### TRY IT
Pull out the film review of "The Angriest Man in Brooklyn" and copy the whole thing word for word.

### EXERCISE PASSAGE
::::

If you saw a marquee reading “The Angriest Man in Brooklyn,” starring Robin Williams and you immediately pictured a red in the face Williams spewing bile at a cabdriver, then well, you’d be pretty much right. This very scene occurs minutes into the film, after a brief flashback showing Williams as a content family man in the late 1980s. This transition asks the main question of the film - what turns did this man’s life take for him to go from being happy to being totally consumed with anger?
Williams stars as Henry Altmann, a man who finds sources of rage and aggravation all around him, a man for whom every day is a bad day. After going to the hospital after a minor car accident, Henry meets young doctor Sharon Gill (Mila Kunis), who is having a bad day herself; her cat has just died, an older doctor is callously taking advantage of her both personally and professionally, and she’s forgotten the idealism that led her to medicine in the first place. Dr. Gill has the unenviable task of telling Altmann that he has a brain aneurysm, exacerbated by his prolific anger, and he might not have long to live. She tries to refer him to a specialist, but he yells and badgers her into giving him a number of just how long he has. Flustered and upset, she picks the first number she thinks of, 90 minutes, picking it from the front of a nearby cooking magazine.

::::

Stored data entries

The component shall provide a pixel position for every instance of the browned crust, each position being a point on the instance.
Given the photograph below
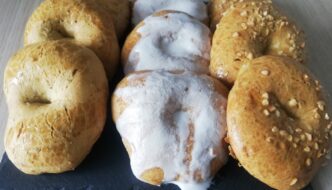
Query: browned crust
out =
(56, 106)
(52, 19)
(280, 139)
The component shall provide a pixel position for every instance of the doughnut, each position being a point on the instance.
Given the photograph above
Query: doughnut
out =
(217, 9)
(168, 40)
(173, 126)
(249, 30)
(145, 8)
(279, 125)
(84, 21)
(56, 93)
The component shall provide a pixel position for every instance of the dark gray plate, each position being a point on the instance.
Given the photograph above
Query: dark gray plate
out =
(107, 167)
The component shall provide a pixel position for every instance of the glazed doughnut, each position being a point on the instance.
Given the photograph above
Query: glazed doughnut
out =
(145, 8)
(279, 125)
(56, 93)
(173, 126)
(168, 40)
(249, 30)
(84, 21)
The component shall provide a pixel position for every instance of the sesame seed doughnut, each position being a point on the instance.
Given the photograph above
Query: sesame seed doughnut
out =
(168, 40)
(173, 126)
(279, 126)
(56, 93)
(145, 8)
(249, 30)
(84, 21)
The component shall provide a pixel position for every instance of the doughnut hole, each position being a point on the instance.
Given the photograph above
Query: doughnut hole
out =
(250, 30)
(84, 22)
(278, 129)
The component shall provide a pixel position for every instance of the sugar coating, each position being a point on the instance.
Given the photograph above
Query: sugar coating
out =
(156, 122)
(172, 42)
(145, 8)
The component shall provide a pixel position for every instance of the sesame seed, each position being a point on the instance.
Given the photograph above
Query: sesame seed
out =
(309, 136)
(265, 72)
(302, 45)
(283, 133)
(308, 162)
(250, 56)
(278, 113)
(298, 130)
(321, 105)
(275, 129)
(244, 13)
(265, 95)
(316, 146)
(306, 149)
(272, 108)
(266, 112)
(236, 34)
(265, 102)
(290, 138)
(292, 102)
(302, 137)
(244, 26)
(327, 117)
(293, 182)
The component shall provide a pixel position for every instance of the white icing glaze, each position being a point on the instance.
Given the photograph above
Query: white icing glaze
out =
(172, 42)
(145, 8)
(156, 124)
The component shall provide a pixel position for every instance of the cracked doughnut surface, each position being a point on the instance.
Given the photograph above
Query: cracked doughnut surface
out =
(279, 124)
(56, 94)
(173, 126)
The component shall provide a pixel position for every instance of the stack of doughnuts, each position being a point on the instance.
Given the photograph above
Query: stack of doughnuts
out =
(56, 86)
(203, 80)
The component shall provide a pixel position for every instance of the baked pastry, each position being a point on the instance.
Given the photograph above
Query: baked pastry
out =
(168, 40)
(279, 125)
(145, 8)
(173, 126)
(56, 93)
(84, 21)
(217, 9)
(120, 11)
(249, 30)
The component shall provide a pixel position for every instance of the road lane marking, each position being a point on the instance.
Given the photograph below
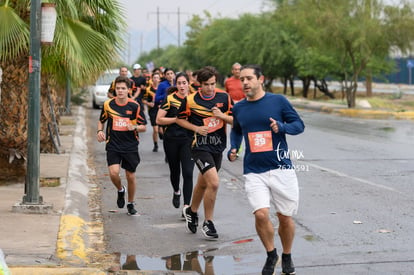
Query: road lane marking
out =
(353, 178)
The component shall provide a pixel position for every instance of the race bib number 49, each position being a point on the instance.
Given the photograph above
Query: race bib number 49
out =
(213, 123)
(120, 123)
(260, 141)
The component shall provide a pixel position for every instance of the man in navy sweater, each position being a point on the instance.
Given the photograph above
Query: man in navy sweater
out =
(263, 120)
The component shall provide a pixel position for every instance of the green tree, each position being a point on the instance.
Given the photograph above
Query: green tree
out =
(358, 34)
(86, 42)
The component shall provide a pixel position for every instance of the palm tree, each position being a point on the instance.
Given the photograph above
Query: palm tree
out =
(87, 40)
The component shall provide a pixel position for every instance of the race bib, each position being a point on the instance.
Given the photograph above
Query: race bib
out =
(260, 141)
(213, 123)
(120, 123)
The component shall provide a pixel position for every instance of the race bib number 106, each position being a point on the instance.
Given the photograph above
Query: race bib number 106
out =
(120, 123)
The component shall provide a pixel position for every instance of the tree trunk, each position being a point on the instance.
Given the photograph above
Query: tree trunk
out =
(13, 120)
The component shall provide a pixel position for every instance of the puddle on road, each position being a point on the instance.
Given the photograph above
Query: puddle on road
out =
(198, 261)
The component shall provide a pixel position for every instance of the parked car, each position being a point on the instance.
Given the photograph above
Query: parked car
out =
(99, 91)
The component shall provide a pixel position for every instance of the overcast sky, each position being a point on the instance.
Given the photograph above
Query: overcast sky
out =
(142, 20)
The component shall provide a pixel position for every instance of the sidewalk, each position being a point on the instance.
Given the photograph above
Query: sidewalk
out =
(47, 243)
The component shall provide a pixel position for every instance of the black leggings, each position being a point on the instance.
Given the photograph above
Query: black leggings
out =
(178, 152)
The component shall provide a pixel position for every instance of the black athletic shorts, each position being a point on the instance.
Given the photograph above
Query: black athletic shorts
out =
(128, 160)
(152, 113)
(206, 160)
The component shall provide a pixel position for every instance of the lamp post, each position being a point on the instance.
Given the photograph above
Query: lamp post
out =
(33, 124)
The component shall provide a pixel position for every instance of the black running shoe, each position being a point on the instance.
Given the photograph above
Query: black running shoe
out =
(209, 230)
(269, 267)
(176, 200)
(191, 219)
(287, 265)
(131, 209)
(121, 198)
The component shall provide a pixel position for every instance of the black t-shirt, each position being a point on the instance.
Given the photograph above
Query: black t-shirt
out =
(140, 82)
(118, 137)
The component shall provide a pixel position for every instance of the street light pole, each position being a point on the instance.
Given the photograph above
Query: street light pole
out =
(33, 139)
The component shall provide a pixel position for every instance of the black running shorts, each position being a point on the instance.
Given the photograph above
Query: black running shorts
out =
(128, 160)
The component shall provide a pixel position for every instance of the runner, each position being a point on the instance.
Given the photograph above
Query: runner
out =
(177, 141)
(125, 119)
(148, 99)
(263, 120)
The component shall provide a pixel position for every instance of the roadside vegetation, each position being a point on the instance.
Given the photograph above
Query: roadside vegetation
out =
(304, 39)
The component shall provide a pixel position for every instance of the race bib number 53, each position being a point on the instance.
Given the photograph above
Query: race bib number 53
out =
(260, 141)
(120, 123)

::::

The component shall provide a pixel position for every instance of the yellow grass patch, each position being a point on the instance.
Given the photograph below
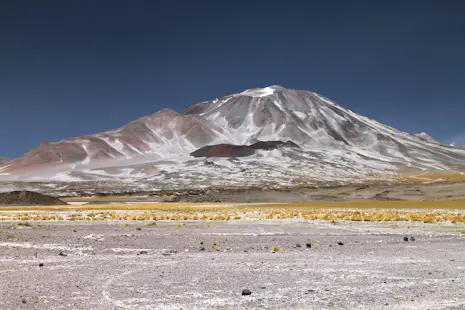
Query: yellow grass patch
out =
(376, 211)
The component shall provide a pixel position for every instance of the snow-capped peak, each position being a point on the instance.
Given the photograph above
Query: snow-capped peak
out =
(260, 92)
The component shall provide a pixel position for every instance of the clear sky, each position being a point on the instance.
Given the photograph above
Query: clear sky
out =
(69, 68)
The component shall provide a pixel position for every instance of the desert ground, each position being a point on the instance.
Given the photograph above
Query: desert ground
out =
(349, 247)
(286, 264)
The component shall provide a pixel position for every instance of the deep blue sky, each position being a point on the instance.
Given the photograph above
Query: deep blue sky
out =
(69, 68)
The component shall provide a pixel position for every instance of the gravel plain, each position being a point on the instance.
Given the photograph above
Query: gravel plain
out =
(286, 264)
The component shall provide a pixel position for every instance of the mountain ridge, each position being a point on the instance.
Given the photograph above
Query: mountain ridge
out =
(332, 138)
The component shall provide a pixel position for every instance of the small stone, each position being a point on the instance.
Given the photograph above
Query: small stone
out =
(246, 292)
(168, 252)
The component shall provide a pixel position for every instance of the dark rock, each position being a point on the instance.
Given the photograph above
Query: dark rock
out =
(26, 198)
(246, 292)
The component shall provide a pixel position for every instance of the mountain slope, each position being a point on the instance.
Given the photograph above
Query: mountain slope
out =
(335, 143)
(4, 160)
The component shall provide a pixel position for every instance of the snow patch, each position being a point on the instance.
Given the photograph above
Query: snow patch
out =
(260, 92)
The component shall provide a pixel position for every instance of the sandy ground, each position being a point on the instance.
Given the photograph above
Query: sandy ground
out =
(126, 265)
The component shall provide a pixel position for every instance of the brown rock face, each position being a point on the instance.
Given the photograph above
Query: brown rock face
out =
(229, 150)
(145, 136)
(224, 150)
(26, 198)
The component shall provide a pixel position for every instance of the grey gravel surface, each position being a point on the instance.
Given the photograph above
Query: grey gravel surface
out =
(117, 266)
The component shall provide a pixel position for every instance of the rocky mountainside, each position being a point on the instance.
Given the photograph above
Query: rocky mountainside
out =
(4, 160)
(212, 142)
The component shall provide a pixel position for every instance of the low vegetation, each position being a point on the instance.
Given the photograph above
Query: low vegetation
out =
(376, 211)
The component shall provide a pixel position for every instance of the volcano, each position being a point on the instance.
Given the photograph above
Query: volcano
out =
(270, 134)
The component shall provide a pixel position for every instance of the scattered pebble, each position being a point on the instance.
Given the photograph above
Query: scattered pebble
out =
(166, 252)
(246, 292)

::::

### RESPONSE TO THIS TASK
If you saw a marquee reading “The Angriest Man in Brooklyn,” starring Robin Williams and you immediately pictured a red in the face Williams spewing bile at a cabdriver, then well, you’d be pretty much right. This very scene occurs minutes into the film, after a brief flashback showing Williams as a content family man in the late 1980s. This transition asks the main question of the film - what turns did this man’s life take for him to go from being happy to being totally consumed with anger?
Williams stars as Henry Altmann, a man who finds sources of rage and aggravation all around him, a man for whom every day is a bad day. After going to the hospital after a minor car accident, Henry meets young doctor Sharon Gill (Mila Kunis), who is having a bad day herself; her cat has just died, an older doctor is callously taking advantage of her both personally and professionally, and she’s forgotten the idealism that led her to medicine in the first place. Dr. Gill has the unenviable task of telling Altmann that he has a brain aneurysm, exacerbated by his prolific anger, and he might not have long to live. She tries to refer him to a specialist, but he yells and badgers her into giving him a number of just how long he has. Flustered and upset, she picks the first number she thinks of, 90 minutes, picking it from the front of a nearby cooking magazine.